──────── Extract to read ────────

The Summertime EP was quite conceptual and idea-driven, whereas the songs on the full length album came from personal experience. I’ve always been drawn to sad things and sad songs – I’m probably just a sad person! I think if I sat down and tried to write a happy song it wouldn’t work. There is nothing better than a beautiful, sad song – who can really relate to a song that’s purely happy? Everyone has felt sadness.
Which artists have inspired or influenced your sound?
One of the groups that inspired us to start The Drums where The Shangri-Las. I’m a girl group fanatic and I think those beats and that sound naturally worked its way into our music. I think the reason a lot of people pick up on the Joy Division comparison is because when Joy Division started they didn’t know how to play guitars, just like we didn’t. It’s not a case of trying to sound like another band, it’s about having the same limitations.
What direction is the future sound of The Drums going to take?
Well I just a bought this big 1970’s synthesizer, and my whole life I’ve been obsessed with Kraftwerk and early electronic music. The Drums so far has been two years of guitar music, but it looks like maybe the electronic sounds will work their way in. The next album isn’t going to be hugely different from the first. A lot of bands make the classic mistake of bringing out a first record that’s brilliant and pure and earnest and then they feel the pressure to mature and change. But I don’t think growing as a band means that you have to change. There is something amazing about a band that’s reliable and doesn’t waver – like The Smiths.

──────── Data under study ────────

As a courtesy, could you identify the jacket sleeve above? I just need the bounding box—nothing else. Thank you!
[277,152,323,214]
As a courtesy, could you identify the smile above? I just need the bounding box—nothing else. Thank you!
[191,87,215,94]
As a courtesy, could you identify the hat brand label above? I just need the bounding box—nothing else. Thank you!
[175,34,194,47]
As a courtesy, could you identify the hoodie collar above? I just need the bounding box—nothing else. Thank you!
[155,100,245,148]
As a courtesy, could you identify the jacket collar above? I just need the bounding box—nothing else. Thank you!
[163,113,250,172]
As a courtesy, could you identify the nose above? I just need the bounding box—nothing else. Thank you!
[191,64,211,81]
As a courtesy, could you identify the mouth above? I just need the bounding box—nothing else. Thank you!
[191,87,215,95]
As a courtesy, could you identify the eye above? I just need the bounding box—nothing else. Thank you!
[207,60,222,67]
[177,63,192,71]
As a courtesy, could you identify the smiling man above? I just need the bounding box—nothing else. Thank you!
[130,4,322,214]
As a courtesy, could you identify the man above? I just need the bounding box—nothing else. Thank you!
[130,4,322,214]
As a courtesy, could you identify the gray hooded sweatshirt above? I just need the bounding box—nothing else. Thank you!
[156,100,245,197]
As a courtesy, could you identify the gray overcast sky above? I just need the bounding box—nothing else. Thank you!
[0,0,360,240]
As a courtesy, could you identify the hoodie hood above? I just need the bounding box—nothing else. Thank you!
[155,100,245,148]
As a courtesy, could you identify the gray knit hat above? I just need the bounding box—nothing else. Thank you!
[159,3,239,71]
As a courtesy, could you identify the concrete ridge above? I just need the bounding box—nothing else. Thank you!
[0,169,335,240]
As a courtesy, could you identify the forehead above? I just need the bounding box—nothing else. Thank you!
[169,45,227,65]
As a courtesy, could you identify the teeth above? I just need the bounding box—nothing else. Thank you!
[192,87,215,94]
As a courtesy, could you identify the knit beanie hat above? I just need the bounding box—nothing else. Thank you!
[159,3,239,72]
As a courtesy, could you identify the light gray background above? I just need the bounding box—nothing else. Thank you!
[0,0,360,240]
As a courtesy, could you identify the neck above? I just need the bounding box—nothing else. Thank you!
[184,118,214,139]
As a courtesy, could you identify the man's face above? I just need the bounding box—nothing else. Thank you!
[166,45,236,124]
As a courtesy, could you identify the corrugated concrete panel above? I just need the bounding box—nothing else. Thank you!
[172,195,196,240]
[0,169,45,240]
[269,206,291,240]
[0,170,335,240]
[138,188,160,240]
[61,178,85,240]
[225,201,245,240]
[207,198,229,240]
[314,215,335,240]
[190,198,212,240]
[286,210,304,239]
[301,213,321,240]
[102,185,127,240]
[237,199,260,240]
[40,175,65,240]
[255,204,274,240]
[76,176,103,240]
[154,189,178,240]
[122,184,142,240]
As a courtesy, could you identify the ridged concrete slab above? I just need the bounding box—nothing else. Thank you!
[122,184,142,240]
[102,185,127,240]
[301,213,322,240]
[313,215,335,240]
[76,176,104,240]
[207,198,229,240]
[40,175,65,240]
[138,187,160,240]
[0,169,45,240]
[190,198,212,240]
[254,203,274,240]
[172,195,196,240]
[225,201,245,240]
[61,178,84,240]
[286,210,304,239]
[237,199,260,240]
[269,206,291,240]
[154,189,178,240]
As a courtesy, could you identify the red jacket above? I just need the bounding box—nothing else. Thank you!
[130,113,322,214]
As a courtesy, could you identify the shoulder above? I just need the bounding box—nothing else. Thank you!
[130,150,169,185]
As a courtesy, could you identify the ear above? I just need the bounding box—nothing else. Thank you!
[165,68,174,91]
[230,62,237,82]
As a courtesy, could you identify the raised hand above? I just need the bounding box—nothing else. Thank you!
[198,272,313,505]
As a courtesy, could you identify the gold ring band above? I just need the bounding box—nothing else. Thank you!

────────

From the interview about The Drums, extract the passage between "The Summertime EP" and "influenced your sound?", inclusive, word for word.

The Summertime EP was quite conceptual and idea-driven, whereas the songs on the full length album came from personal experience. I’ve always been drawn to sad things and sad songs – I’m probably just a sad person! I think if I sat down and tried to write a happy song it wouldn’t work. There is nothing better than a beautiful, sad song – who can really relate to a song that’s purely happy? Everyone has felt sadness.
Which artists have inspired or influenced your sound?